■ Data for processing:
-------

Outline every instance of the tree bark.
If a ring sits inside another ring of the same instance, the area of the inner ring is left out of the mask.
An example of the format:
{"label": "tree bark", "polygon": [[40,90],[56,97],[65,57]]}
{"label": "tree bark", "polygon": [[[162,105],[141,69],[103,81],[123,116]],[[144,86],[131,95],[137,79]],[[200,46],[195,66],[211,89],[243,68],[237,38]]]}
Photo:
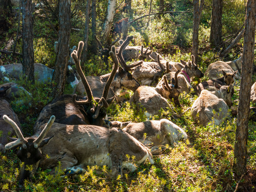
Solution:
{"label": "tree bark", "polygon": [[222,16],[222,0],[213,0],[210,34],[210,42],[212,47],[218,47],[221,43]]}
{"label": "tree bark", "polygon": [[98,44],[95,39],[94,35],[96,35],[96,0],[92,1],[92,52],[94,54],[97,54]]}
{"label": "tree bark", "polygon": [[116,0],[108,0],[107,17],[103,26],[103,42],[106,42],[110,33],[111,26],[115,15],[115,7]]}
{"label": "tree bark", "polygon": [[159,0],[159,11],[163,11],[164,9],[164,0]]}
{"label": "tree bark", "polygon": [[85,61],[87,61],[87,54],[88,53],[88,36],[89,35],[89,15],[90,8],[91,7],[91,0],[87,0],[86,7],[85,8],[85,24],[84,27],[84,48],[83,49],[83,53],[82,54],[82,63],[84,65]]}
{"label": "tree bark", "polygon": [[70,0],[60,0],[58,50],[52,77],[56,83],[52,93],[54,98],[62,94],[65,86],[71,29],[70,7]]}
{"label": "tree bark", "polygon": [[254,49],[256,0],[248,0],[244,37],[242,79],[239,91],[234,169],[237,176],[246,170],[248,117]]}
{"label": "tree bark", "polygon": [[33,4],[32,0],[22,0],[22,73],[35,83],[33,47]]}
{"label": "tree bark", "polygon": [[[200,3],[200,4],[199,4]],[[204,0],[194,0],[193,7],[193,36],[191,54],[195,56],[195,62],[197,63],[197,52],[198,51],[199,25]]]}

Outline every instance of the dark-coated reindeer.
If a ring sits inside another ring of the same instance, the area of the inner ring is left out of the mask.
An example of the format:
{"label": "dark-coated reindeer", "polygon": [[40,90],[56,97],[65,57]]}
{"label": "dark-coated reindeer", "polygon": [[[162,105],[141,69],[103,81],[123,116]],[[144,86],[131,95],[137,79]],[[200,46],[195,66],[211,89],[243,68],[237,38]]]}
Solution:
{"label": "dark-coated reindeer", "polygon": [[[45,123],[50,115],[55,115],[57,123],[67,125],[90,124],[102,126],[106,116],[106,108],[114,101],[115,97],[107,99],[111,83],[118,68],[118,62],[114,52],[110,55],[114,65],[100,98],[93,97],[86,78],[80,65],[80,56],[84,43],[79,43],[77,51],[74,50],[71,54],[75,61],[77,72],[85,89],[86,97],[65,94],[53,100],[44,107],[36,122],[34,129],[36,131],[41,125]],[[115,51],[115,47],[113,48]]]}
{"label": "dark-coated reindeer", "polygon": [[123,168],[131,171],[136,169],[126,155],[134,156],[137,165],[147,158],[154,164],[148,148],[121,130],[53,123],[52,116],[46,125],[42,125],[34,135],[25,138],[14,122],[7,116],[4,119],[12,125],[18,137],[5,145],[5,149],[21,146],[17,156],[24,163],[21,167],[20,187],[29,177],[26,165],[32,165],[34,171],[38,166],[43,170],[52,169],[50,174],[54,173],[54,168],[60,166],[67,175],[84,173],[87,165],[107,165],[111,169],[111,176],[117,174],[122,176]]}

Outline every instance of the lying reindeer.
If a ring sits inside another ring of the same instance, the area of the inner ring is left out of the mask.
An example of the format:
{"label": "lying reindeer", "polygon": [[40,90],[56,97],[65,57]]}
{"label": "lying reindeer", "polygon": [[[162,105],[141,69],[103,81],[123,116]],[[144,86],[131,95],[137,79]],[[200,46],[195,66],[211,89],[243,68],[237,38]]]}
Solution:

-------

■ Task brief: Arrange the lines above as a Markdown table with the columns No. and Text, numbering each line in order and skipping blank ones. Leave the pictures out.

■ Response:
| No. | Text |
|---|---|
| 1 | Outline every instance of the tree bark. |
| 2 | If a ring sits inside another ring of the same instance, the area of the inner ring is left out of the mask. |
| 3 | An example of the format: |
| 4 | {"label": "tree bark", "polygon": [[40,90],[56,97],[65,57]]} |
| 5 | {"label": "tree bark", "polygon": [[[162,105],[141,69],[103,81],[123,116]],[[144,86],[131,95],[137,79]],[[200,46],[195,66],[211,89],[243,68],[237,38]]]} |
| 6 | Photo: |
| 7 | Solution: |
| 8 | {"label": "tree bark", "polygon": [[222,16],[222,0],[213,0],[210,34],[210,42],[212,47],[218,47],[221,43]]} |
| 9 | {"label": "tree bark", "polygon": [[98,44],[95,39],[94,35],[96,35],[96,0],[92,1],[92,52],[94,54],[97,54]]} |
| 10 | {"label": "tree bark", "polygon": [[116,0],[108,0],[107,17],[103,26],[103,42],[106,42],[110,33],[111,26],[115,15],[115,7]]} |
| 11 | {"label": "tree bark", "polygon": [[159,0],[159,11],[163,11],[164,9],[164,0]]} |
| 12 | {"label": "tree bark", "polygon": [[85,61],[87,61],[87,54],[88,53],[88,36],[89,35],[89,15],[90,8],[91,7],[91,0],[87,0],[86,7],[85,8],[85,24],[84,27],[84,48],[83,49],[83,53],[82,54],[82,63],[84,65]]} |
| 13 | {"label": "tree bark", "polygon": [[70,0],[60,0],[58,50],[52,77],[56,83],[52,93],[54,98],[62,94],[65,86],[71,29],[70,7]]} |
| 14 | {"label": "tree bark", "polygon": [[254,49],[256,0],[248,0],[244,37],[242,79],[239,91],[234,169],[237,176],[246,170],[248,117]]} |
| 15 | {"label": "tree bark", "polygon": [[33,4],[32,0],[22,0],[22,73],[35,83],[33,47]]} |
| 16 | {"label": "tree bark", "polygon": [[[200,3],[200,4],[199,4]],[[204,0],[194,0],[193,7],[193,36],[191,54],[195,56],[195,62],[197,63],[197,52],[198,51],[199,25]]]} |
| 17 | Outline every instance of the dark-coated reindeer. |
| 18 | If a ring sits inside another ring of the same instance, the area of the inner ring is left out of the mask. |
| 19 | An example of the format: |
| 20 | {"label": "dark-coated reindeer", "polygon": [[40,90],[56,97],[65,57]]} |
| 21 | {"label": "dark-coated reindeer", "polygon": [[[162,105],[141,69],[103,81],[123,116]],[[144,86],[131,95],[137,79]],[[200,46],[195,66],[211,89],[243,68],[237,38]]]} |
| 22 | Solution: |
| 23 | {"label": "dark-coated reindeer", "polygon": [[[45,123],[50,115],[55,115],[57,123],[67,125],[90,124],[102,126],[106,116],[106,108],[114,101],[115,97],[107,99],[111,83],[118,68],[118,62],[114,52],[110,55],[114,65],[100,98],[93,97],[86,78],[80,65],[80,56],[84,43],[79,43],[77,51],[74,50],[71,54],[75,61],[77,72],[85,89],[86,97],[65,94],[53,100],[44,107],[36,122],[34,129],[36,131],[41,125]],[[115,51],[115,47],[113,48]]]} |
| 24 | {"label": "dark-coated reindeer", "polygon": [[123,168],[131,171],[136,169],[126,155],[134,156],[137,165],[147,158],[154,164],[148,148],[121,130],[53,123],[52,116],[46,125],[42,125],[34,135],[25,138],[14,122],[7,116],[4,119],[12,125],[18,137],[5,145],[5,149],[21,146],[17,156],[24,163],[21,167],[20,187],[29,177],[26,165],[32,165],[34,171],[38,166],[43,170],[52,169],[50,174],[54,173],[54,168],[60,166],[67,175],[84,173],[87,165],[107,165],[111,169],[111,176],[117,174],[122,176]]} |
| 25 | Outline every instance of the lying reindeer. |
| 26 | If a ring sits inside another ring of the same instance, the area of the inner ring is left out of the mask. |
| 27 | An example of the format: |
| 28 | {"label": "lying reindeer", "polygon": [[40,90],[56,97],[65,57]]} |
| 29 | {"label": "lying reindeer", "polygon": [[[162,105],[141,69],[103,81],[123,116]],[[144,86],[131,95],[137,79]],[[200,46],[195,66],[211,89],[243,68],[237,38]]]} |
| 30 | Solution: |